#### AUFGABE
Ändere in der Liste die Zeilen vom Anfang bis einschließlich der Zeile mit „[402,330,630,583]“, indem du „client“ durch „customer“ ersetzt. Gib nur diese Zeilen wieder, sonst unverändert.

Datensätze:

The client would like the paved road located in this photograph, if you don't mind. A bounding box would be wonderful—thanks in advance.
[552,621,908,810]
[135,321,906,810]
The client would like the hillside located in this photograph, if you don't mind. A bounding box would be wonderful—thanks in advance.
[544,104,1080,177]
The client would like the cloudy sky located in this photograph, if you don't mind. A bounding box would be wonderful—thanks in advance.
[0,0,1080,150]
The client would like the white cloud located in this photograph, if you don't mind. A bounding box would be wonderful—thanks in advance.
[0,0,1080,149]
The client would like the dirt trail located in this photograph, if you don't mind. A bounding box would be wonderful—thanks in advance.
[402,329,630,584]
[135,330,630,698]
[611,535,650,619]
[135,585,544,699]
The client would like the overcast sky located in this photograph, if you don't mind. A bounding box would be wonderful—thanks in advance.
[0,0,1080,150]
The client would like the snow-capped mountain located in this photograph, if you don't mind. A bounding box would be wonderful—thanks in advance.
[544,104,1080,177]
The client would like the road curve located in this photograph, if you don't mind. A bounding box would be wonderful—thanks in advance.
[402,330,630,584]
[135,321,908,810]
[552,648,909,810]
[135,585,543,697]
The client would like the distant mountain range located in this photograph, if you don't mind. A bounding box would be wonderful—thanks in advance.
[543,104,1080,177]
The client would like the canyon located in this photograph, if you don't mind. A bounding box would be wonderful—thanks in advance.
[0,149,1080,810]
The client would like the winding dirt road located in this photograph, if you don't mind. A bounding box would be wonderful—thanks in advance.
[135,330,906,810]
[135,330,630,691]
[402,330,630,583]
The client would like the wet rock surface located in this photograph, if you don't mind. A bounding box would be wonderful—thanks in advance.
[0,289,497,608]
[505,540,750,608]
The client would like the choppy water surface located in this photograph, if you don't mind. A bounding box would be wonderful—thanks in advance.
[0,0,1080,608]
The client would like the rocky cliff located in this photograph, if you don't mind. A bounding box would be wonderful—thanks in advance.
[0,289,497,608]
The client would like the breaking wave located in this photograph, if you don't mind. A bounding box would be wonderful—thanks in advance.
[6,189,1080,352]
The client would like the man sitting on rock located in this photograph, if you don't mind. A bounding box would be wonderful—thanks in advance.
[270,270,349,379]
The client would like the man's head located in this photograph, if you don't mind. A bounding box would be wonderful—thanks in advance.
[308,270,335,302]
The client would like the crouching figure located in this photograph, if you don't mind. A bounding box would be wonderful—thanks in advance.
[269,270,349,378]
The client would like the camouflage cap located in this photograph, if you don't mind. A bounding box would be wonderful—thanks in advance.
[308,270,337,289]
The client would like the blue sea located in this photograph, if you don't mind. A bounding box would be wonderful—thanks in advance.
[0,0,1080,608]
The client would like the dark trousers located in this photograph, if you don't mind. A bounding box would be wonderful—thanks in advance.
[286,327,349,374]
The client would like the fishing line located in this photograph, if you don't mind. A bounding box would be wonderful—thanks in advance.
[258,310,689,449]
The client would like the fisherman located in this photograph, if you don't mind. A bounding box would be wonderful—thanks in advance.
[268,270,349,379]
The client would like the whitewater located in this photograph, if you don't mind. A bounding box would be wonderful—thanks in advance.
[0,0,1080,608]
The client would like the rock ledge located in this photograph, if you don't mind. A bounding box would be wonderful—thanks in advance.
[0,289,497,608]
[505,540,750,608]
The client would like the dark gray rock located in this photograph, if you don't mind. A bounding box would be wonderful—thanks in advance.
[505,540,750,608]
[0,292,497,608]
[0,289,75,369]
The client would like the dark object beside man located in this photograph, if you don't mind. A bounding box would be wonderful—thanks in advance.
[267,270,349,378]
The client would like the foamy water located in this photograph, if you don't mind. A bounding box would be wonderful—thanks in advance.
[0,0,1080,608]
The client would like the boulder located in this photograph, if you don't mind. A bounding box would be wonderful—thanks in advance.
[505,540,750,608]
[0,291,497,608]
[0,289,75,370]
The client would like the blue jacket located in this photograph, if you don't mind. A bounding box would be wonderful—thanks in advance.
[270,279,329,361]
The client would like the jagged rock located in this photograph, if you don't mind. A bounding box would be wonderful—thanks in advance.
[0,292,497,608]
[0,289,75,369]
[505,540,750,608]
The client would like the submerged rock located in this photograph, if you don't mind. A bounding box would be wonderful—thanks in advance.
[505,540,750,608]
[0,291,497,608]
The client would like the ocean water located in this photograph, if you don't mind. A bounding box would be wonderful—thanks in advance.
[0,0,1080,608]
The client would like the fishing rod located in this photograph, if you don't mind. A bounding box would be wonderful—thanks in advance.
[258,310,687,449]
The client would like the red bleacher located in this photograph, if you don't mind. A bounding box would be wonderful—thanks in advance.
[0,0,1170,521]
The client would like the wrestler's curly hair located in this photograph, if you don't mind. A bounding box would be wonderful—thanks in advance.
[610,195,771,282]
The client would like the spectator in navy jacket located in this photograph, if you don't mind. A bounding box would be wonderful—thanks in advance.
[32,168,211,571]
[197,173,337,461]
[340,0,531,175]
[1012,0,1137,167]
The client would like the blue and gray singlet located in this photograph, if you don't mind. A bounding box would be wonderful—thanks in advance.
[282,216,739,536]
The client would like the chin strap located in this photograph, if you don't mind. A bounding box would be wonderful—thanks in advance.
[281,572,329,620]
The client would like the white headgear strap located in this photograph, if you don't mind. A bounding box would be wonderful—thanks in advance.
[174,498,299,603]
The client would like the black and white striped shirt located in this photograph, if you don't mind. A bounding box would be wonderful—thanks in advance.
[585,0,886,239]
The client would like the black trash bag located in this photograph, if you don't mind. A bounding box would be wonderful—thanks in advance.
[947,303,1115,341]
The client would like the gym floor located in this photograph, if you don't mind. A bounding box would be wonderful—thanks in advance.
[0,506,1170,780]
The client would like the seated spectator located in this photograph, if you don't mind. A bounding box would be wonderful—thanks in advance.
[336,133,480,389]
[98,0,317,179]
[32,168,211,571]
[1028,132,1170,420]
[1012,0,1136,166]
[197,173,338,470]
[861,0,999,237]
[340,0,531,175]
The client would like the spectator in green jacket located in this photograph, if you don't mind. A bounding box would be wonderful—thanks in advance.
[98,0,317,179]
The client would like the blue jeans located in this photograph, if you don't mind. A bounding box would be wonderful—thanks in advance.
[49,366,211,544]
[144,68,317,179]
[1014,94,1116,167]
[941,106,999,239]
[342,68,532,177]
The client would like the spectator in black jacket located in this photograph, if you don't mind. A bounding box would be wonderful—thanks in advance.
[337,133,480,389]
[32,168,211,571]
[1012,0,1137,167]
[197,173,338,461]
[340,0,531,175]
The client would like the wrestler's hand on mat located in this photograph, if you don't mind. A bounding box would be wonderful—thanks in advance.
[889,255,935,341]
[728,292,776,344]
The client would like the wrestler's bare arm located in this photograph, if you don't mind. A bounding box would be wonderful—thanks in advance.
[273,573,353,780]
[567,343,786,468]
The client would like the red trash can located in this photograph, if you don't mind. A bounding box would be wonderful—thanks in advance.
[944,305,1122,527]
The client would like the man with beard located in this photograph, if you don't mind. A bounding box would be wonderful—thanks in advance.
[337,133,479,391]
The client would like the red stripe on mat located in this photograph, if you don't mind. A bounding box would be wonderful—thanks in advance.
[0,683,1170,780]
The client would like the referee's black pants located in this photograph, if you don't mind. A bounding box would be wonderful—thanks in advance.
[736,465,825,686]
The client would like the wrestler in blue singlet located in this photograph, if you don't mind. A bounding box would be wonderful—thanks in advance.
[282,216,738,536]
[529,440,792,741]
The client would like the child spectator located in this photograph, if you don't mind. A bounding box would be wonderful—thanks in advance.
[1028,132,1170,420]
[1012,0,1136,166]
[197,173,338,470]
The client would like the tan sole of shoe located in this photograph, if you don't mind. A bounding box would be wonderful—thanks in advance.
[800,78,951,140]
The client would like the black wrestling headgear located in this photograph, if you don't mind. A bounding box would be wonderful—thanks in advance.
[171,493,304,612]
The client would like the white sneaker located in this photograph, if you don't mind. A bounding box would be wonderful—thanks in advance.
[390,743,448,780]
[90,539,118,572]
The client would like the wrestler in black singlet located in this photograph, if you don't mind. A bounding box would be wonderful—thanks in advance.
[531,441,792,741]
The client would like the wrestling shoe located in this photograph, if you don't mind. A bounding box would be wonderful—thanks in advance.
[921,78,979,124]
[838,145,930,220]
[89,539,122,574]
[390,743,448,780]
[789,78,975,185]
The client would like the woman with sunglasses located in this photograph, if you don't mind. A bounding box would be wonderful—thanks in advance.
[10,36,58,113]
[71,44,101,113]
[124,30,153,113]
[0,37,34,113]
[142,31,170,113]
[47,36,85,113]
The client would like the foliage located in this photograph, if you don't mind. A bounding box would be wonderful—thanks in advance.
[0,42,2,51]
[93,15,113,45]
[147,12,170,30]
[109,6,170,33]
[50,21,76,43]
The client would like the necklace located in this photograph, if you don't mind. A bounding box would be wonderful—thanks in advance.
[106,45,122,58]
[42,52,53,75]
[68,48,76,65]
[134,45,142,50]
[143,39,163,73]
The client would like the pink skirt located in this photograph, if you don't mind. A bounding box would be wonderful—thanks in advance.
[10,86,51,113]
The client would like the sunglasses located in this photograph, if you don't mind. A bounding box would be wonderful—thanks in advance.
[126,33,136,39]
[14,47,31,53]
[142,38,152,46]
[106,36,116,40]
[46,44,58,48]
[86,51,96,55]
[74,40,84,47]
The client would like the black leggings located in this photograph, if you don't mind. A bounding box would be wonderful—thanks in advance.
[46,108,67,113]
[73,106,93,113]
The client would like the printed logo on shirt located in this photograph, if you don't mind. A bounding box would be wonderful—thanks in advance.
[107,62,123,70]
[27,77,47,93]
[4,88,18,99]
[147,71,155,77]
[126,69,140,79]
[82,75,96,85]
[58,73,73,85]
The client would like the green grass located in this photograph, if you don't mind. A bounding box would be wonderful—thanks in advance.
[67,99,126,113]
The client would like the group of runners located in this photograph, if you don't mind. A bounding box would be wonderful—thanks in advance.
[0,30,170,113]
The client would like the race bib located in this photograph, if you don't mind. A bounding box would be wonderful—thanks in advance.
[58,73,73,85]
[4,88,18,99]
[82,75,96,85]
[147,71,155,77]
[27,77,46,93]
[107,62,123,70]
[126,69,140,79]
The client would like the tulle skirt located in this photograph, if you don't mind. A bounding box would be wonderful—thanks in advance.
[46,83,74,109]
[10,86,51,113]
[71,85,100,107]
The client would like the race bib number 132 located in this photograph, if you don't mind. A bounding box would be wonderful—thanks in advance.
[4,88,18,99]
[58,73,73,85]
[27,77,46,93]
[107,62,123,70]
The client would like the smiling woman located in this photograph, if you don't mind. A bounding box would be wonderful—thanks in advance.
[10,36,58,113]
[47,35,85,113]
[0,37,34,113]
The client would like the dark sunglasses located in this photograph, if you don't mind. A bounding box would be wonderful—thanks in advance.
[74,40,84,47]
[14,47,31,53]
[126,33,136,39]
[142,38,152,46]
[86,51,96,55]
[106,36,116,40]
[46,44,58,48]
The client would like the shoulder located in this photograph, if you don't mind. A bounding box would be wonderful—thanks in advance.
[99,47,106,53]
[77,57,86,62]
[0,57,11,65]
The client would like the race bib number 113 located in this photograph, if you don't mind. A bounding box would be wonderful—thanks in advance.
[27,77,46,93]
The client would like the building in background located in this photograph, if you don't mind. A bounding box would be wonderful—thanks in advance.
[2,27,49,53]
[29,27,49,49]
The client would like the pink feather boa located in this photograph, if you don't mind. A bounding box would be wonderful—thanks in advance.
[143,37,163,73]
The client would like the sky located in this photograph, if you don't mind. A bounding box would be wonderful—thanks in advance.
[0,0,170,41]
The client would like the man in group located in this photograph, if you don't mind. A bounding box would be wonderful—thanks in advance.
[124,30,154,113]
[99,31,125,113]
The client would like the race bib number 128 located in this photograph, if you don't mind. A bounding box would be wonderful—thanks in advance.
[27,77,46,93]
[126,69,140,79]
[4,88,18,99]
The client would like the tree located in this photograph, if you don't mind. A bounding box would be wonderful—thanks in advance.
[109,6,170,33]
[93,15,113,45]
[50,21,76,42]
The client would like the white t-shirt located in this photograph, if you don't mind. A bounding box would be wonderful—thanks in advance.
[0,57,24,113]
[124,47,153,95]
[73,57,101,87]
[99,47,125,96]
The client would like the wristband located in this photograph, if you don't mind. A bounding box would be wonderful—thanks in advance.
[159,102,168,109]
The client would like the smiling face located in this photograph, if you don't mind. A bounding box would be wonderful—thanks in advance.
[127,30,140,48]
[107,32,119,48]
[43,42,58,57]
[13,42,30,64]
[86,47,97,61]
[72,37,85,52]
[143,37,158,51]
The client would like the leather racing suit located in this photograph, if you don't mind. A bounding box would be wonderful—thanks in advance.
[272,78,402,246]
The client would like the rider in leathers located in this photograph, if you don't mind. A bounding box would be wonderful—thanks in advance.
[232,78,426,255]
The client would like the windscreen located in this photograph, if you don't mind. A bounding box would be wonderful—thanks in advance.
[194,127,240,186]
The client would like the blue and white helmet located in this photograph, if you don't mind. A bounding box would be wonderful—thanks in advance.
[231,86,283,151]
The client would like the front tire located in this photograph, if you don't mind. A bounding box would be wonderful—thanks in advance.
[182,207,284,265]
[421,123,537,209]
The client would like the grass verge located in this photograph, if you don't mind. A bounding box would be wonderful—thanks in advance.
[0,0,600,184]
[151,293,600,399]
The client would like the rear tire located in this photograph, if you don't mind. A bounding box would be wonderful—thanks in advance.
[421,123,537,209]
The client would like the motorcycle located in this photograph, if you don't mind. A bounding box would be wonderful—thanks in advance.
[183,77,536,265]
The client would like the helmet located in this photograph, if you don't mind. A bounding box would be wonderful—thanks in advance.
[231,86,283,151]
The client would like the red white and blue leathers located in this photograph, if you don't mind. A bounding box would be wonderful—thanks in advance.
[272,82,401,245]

#### LÖSUNG
The customer would like the paved road located in this photograph, if you don't mind. A bounding box would be wonderful—thanks in advance.
[552,621,908,810]
[135,321,906,810]
The customer would like the hillside located in this photograph, if you don't mind. A bounding box would be wonderful—thanks in advance.
[544,104,1080,177]
The customer would like the cloudy sky located in this photograph, if you don't mind. A bounding box would be wonderful—thanks in advance.
[0,0,1080,150]
The customer would like the white cloud located in this photograph, if you don't mind. A bounding box would be wonderful—thanks in advance.
[0,0,1080,149]
The customer would like the dirt trail located in this photograph, if you don't mind. A bounding box would be wonderful—thanks in advance.
[402,329,630,584]
[135,330,630,698]
[611,535,650,619]
[135,585,544,699]
The customer would like the overcast sky located in this photograph, if you don't mind. A bounding box would be wonderful—thanks in advance.
[0,0,1080,150]
The customer would like the snow-capped mountain located in this photograph, if you don't mind. A bounding box would be wonderful—thanks in advance.
[544,104,1080,177]
The customer would like the road curve located in this photograph, if you don't mind. A bounding box would be wonderful—thanks in advance.
[402,330,630,584]
[135,321,908,810]
[552,648,909,810]
[135,585,543,697]
The customer would like the distant mountain range located in this photograph, if you don't mind. A bounding box would be wonderful—thanks in advance.
[543,104,1080,177]
The customer would like the canyon located in this photograph, if you don't mind. A bounding box would be wonderful—thanks in advance.
[0,149,1080,810]
The customer would like the winding dirt road located in this photograph, if you don't mind. A bounding box would be wonderful—thanks in advance.
[135,330,906,810]
[135,330,630,691]
[402,330,630,583]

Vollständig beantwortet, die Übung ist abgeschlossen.